WHAT YOU HAVE TO DO
Your answer must be the records below, given again exactly, with no pictures in it.

Referring expression data
= = = = = = =

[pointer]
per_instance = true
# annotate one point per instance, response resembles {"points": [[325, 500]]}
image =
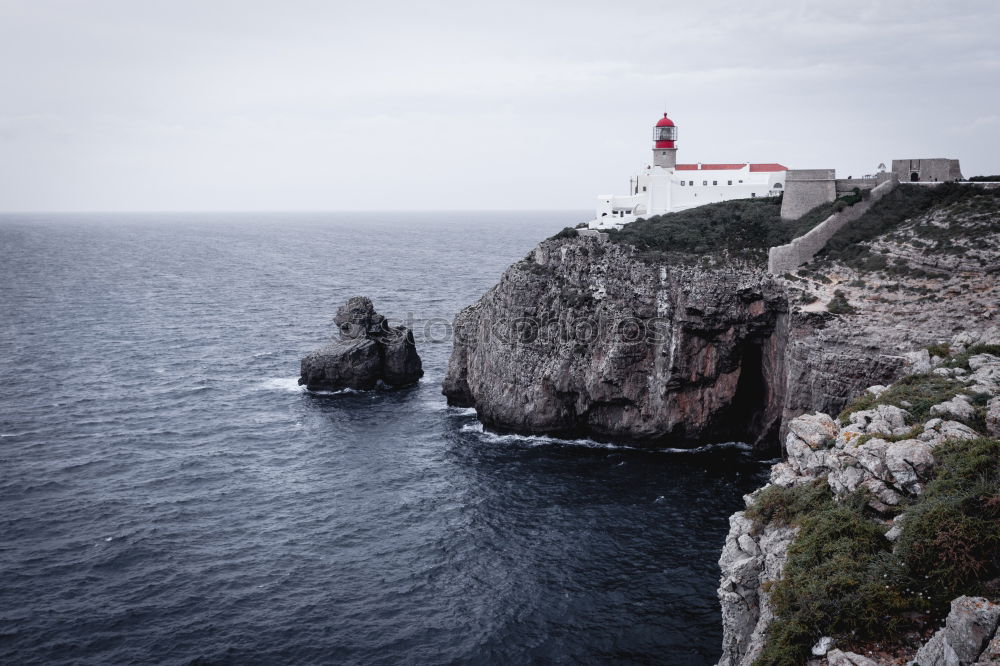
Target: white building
{"points": [[665, 186]]}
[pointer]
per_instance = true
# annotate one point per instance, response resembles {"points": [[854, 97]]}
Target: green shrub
{"points": [[894, 209], [567, 232], [918, 392], [844, 579], [950, 542], [840, 579], [785, 506]]}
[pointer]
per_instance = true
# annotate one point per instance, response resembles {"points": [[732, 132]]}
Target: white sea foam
{"points": [[542, 440]]}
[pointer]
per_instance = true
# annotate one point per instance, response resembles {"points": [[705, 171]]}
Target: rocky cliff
{"points": [[585, 337], [883, 514], [367, 353], [611, 339]]}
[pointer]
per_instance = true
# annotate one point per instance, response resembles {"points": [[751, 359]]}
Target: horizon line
{"points": [[288, 211]]}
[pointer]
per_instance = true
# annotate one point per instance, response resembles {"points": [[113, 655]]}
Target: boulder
{"points": [[993, 417], [368, 352], [958, 407], [967, 634]]}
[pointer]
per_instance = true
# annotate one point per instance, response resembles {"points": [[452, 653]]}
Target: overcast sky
{"points": [[331, 105]]}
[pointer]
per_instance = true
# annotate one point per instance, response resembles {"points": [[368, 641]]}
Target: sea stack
{"points": [[368, 352]]}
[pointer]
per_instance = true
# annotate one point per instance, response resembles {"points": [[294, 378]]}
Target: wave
{"points": [[290, 384], [479, 430]]}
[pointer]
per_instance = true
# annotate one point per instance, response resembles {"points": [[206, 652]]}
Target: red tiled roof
{"points": [[731, 167]]}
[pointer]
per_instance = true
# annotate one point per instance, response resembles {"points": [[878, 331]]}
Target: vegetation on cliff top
{"points": [[843, 578], [901, 205]]}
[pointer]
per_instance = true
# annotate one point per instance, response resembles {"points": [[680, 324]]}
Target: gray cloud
{"points": [[122, 105]]}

= = = = = = =

RESULT
[pointer]
per_instance = true
# annotate one point per instance, response resembles {"points": [[325, 500]]}
image =
Target: white building
{"points": [[665, 186]]}
[pointer]
per_instance = true
# annotate one point per instance, response resembles {"points": [[854, 97]]}
Target: green shrub
{"points": [[894, 209], [567, 232], [918, 392], [844, 579], [950, 542], [840, 579], [785, 506]]}
[pointer]
per_instance = true
# annotate one point per instance, response resembles {"points": [[732, 132]]}
Target: white sea foam
{"points": [[542, 440]]}
[pointer]
per_instance = true
# annotate one point per instance, response resembles {"points": [[705, 171]]}
Target: rocky cliff
{"points": [[585, 337], [883, 514], [367, 353], [611, 339]]}
[pointer]
per_instance = true
# annotate one point per instance, response resembles {"points": [[751, 359]]}
Target: horizon line
{"points": [[288, 211]]}
[pointer]
per_instance = true
# annotate one point per instance, response resembles {"points": [[113, 655]]}
Target: boulder
{"points": [[993, 417], [368, 352], [958, 407], [967, 634]]}
[pointer]
per_instance = true
# annotate one point per instance, response resembles {"points": [[452, 653]]}
Target: overcast sky
{"points": [[331, 105]]}
[pointer]
per_instance = true
# annotate one point per instance, response resembles {"points": [[368, 641]]}
Target: sea stack
{"points": [[368, 352]]}
[pointer]
per_instance = true
# annotate one point per instance, response resembles {"points": [[294, 378]]}
Target: wave
{"points": [[290, 384], [479, 430]]}
[pointer]
per_instance = true
# annotate one point per instance, response resembles {"points": [[206, 652]]}
Target: red tiled roof
{"points": [[731, 167]]}
[pointer]
per_instance = true
# annotate one point per instance, response resembles {"points": [[878, 331]]}
Target: vegetation on cliff top
{"points": [[843, 578], [901, 205]]}
[pointer]
per_instance = true
# annotate one point per instance, response resembles {"points": [[680, 324]]}
Target: gray cloud
{"points": [[122, 105]]}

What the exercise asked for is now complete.